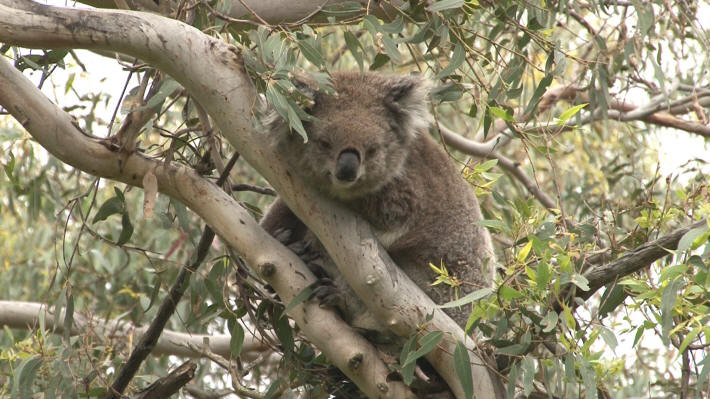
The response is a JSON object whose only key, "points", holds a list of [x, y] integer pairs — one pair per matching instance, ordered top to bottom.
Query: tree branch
{"points": [[211, 71], [635, 260], [284, 271], [167, 308], [19, 314], [170, 384]]}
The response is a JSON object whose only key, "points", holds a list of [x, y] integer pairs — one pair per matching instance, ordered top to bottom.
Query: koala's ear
{"points": [[308, 91], [406, 97]]}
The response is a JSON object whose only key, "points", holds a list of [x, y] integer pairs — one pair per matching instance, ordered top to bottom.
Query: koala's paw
{"points": [[283, 235], [327, 294]]}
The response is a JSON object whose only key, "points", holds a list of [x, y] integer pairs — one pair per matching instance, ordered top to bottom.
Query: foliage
{"points": [[74, 241]]}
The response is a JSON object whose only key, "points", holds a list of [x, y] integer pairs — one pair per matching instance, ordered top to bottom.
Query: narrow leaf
{"points": [[445, 5], [457, 58], [471, 297], [462, 363]]}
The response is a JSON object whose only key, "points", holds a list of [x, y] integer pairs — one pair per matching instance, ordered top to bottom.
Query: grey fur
{"points": [[420, 207]]}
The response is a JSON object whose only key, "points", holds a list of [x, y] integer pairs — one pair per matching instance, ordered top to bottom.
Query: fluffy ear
{"points": [[406, 97]]}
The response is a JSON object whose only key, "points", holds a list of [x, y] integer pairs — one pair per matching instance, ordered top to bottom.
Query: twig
{"points": [[260, 190], [635, 260], [167, 308], [170, 384]]}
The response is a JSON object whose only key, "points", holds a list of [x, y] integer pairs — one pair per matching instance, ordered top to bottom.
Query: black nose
{"points": [[347, 166]]}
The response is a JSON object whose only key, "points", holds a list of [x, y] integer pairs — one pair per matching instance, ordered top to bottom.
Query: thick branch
{"points": [[211, 71], [55, 131], [486, 150], [18, 314]]}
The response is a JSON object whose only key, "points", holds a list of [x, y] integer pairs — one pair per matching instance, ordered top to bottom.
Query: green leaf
{"points": [[445, 5], [355, 49], [391, 49], [310, 52], [457, 58], [167, 88], [539, 91], [501, 113], [570, 113], [294, 122], [485, 166], [111, 206], [493, 224], [126, 229], [690, 240], [523, 254], [671, 272], [544, 274], [580, 281], [154, 292], [508, 293], [471, 297], [612, 297], [300, 298], [668, 299], [68, 316], [549, 322], [284, 333], [608, 336], [688, 339], [236, 342], [426, 344], [512, 350], [462, 363], [527, 366], [407, 370], [24, 377], [589, 378]]}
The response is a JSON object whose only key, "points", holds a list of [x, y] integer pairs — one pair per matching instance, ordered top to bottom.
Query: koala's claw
{"points": [[283, 235], [327, 294]]}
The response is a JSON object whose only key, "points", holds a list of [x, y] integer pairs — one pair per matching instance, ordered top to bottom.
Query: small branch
{"points": [[485, 150], [260, 190], [635, 260], [167, 308], [25, 315], [170, 384]]}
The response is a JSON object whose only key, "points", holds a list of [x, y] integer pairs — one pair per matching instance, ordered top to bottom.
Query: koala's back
{"points": [[370, 151], [428, 215]]}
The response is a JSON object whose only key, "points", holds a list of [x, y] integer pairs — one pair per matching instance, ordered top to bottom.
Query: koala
{"points": [[368, 149]]}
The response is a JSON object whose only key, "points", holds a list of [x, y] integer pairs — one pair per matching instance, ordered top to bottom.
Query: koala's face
{"points": [[361, 137]]}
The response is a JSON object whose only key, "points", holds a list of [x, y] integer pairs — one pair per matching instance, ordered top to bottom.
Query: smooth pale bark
{"points": [[211, 71], [284, 271], [20, 314]]}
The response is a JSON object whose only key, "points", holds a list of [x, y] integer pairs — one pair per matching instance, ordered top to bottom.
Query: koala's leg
{"points": [[283, 224], [331, 289]]}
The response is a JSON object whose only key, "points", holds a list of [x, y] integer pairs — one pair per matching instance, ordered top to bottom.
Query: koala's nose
{"points": [[347, 165]]}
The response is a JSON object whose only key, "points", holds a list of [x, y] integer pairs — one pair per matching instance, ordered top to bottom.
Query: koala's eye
{"points": [[322, 144], [371, 151]]}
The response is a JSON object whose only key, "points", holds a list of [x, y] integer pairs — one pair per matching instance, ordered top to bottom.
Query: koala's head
{"points": [[361, 136]]}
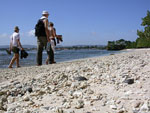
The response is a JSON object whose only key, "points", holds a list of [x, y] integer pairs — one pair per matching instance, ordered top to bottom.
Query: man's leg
{"points": [[39, 52]]}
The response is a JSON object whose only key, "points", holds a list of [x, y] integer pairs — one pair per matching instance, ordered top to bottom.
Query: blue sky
{"points": [[86, 22]]}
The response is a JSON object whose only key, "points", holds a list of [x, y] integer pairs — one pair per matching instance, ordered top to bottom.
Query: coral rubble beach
{"points": [[117, 83]]}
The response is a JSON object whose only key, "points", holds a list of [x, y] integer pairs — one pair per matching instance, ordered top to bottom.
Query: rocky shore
{"points": [[117, 83]]}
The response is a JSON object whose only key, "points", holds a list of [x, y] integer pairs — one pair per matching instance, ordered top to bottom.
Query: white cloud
{"points": [[31, 33], [4, 35]]}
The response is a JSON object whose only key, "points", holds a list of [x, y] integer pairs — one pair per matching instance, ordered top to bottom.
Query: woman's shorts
{"points": [[15, 50]]}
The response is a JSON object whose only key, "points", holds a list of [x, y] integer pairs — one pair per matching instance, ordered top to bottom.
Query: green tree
{"points": [[143, 40]]}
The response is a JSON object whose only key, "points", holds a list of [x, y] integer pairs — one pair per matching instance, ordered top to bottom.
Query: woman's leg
{"points": [[17, 60], [12, 61]]}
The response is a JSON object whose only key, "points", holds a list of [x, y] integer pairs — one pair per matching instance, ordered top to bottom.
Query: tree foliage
{"points": [[142, 41]]}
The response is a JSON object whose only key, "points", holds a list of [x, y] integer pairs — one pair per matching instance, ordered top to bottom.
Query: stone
{"points": [[80, 78], [129, 81], [79, 104]]}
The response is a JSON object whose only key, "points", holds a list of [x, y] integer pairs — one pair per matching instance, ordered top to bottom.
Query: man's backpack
{"points": [[40, 28]]}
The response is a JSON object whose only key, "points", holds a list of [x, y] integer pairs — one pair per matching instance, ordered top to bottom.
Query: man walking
{"points": [[42, 33]]}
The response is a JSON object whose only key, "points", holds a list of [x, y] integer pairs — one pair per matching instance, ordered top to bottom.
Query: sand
{"points": [[118, 83]]}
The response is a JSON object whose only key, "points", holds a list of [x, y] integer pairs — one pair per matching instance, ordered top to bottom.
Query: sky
{"points": [[81, 22]]}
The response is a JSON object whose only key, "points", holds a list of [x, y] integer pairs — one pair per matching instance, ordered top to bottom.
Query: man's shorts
{"points": [[15, 50]]}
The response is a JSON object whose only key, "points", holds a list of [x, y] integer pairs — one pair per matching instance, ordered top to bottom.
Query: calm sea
{"points": [[60, 56]]}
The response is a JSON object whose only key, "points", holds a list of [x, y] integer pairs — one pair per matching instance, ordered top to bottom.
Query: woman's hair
{"points": [[51, 24]]}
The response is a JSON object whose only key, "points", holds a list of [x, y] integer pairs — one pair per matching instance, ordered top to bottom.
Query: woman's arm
{"points": [[19, 43]]}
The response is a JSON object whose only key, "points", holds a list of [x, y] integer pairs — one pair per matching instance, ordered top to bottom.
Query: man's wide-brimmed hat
{"points": [[45, 13], [16, 28]]}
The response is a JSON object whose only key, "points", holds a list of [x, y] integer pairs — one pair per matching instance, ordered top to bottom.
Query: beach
{"points": [[118, 83]]}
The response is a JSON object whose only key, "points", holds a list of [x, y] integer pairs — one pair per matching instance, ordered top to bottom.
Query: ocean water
{"points": [[60, 56]]}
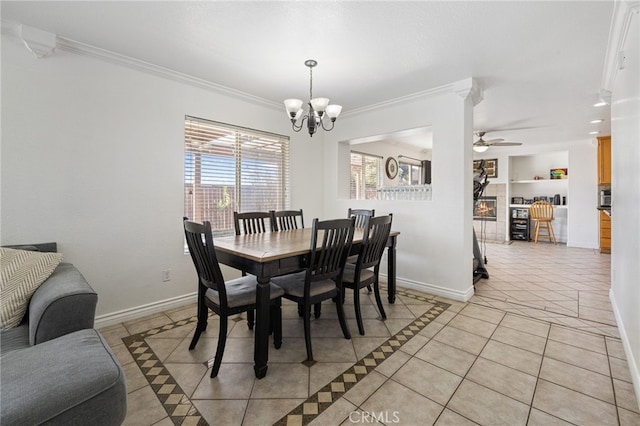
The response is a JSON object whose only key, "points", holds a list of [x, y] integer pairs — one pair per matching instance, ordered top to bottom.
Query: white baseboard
◆ ◆ ◆ ◆ ◆ ◆ ◆
What to work on> Identify every line of the records above that contains the word "shorts", and copy each such line.

Exercise response>
Query: woman's shorts
Query: man's shorts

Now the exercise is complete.